Given exercise: Revise the data below by replacing "single pin" with "single marker" throughout, leaving all other text unchanged.

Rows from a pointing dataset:
╭──

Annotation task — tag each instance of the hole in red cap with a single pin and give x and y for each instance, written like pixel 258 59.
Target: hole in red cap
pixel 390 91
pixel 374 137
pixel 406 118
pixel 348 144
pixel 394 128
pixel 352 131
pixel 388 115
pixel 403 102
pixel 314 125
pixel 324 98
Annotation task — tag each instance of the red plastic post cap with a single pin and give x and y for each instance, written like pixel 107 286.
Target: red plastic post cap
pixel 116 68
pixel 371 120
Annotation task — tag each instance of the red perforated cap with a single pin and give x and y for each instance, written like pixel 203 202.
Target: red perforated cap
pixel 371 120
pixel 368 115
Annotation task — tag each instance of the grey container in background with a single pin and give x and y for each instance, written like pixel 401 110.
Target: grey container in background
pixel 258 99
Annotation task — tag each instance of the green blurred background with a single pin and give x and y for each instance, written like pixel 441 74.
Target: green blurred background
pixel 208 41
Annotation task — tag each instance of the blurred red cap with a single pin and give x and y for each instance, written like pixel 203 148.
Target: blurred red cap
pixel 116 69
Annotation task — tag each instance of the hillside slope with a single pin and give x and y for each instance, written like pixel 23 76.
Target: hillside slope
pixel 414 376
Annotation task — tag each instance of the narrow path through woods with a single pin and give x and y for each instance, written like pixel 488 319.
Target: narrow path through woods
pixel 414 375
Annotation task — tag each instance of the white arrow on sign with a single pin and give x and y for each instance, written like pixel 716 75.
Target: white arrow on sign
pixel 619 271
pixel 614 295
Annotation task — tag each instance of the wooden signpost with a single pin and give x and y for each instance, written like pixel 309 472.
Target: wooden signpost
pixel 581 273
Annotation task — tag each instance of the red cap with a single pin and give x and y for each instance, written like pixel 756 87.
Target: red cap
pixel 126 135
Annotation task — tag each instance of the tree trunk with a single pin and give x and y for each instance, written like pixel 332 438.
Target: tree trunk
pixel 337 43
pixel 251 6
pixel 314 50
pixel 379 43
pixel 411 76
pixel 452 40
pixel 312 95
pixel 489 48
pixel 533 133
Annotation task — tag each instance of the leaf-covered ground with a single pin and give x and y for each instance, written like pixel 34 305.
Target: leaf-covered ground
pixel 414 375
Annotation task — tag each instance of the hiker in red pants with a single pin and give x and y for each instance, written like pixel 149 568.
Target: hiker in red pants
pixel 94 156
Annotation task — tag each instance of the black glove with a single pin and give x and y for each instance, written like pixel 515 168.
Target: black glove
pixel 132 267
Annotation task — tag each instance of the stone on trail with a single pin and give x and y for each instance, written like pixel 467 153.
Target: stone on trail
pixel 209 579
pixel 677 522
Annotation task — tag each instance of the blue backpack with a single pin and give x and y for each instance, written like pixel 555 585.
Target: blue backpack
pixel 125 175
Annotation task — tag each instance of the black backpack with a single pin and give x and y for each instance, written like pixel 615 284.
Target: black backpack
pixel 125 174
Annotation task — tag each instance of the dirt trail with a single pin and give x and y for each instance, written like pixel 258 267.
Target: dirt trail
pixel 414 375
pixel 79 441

╰──

Exercise result:
Annotation task — tag each instance of the hole in red cap with a single marker and give x and y for each instance, written like pixel 258 59.
Target: hole in red cap
pixel 390 91
pixel 374 137
pixel 406 118
pixel 348 144
pixel 394 128
pixel 352 131
pixel 388 115
pixel 403 102
pixel 314 125
pixel 324 98
Annotation task — tag each instance of the red plastic post cap with a single marker and give x and y for each instance, written like pixel 107 286.
Target: red plastic post cap
pixel 116 68
pixel 371 120
Annotation task — tag each instance of the red perforated cap with a single marker and give x and y for each instance, written like pixel 203 202.
Target: red perforated cap
pixel 371 120
pixel 368 115
Annotation task — tag each instance of the grey container in background with a single marker and give x and y for each instance, written like pixel 401 110.
Target: grey container in background
pixel 258 99
Annotation task — tag each instance of the green blurred background with a single marker and give x and y for each instance, written like pixel 441 74.
Target: green blurred background
pixel 208 41
Annotation task — tag each instance of the blurred red cap with a single marker and give x and y for each instance, written like pixel 203 148.
Target: blurred red cap
pixel 116 69
Annotation task — tag each instance of the hillside slope with a single marker and give x and y for each instance, written like pixel 23 76.
Target: hillside slope
pixel 414 376
Annotation task — tag each instance of the narrow path through woods with a single marker and give x and y for each instance, written like pixel 488 319.
Target: narrow path through woods
pixel 414 375
Annotation task — tag each instance of the white arrow on sign with a single marker and give x and y for each instance, written like pixel 716 75.
Target: white arrow on sign
pixel 619 271
pixel 614 295
Annotation task — tag each instance of the wooden signpost with a single marker and give x and y for each instance, written like pixel 309 472.
Target: wooden signpost
pixel 581 273
Annotation task — tag each instance of the red cap with a single marker and give x and y for each instance, written like pixel 756 87.
Target: red cap
pixel 126 135
Annotation task — tag each instance of the tree trunk with a single marker and give x and y for each instance, written like pixel 332 438.
Target: tree trunk
pixel 337 43
pixel 251 6
pixel 314 50
pixel 379 43
pixel 411 76
pixel 452 40
pixel 312 95
pixel 489 48
pixel 533 133
Annotation task — tag each instance of the leaf-covered ground with a single marker and give x and y for each instance, written like pixel 34 305.
Target: leaf-covered ground
pixel 414 375
Annotation task — tag each instance of the hiker in red pants with a single marker and give x and y for each instance, written like pixel 149 568.
Target: hiker in red pants
pixel 94 156
Annotation task — tag each instance of the black glove with a single marker and give x and y for each instance, written like pixel 515 168.
Target: black glove
pixel 132 267
Annotation task — tag each instance of the stone on trail with a single marker and give x and y for each instance, written like pixel 467 153.
Target: stone on trail
pixel 209 579
pixel 677 522
Annotation task — tag each instance of the blue backpack with a single marker and give x and y for each instance, written like pixel 555 585.
Target: blue backpack
pixel 125 175
Annotation task — tag each instance of the black backpack with a single marker and give x and y for each instance, written like pixel 615 284.
Target: black backpack
pixel 125 174
Annotation task — tag each instance of the dirt trail with a single marker and give x and y for each instance, written like pixel 258 267.
Target: dirt trail
pixel 414 375
pixel 79 441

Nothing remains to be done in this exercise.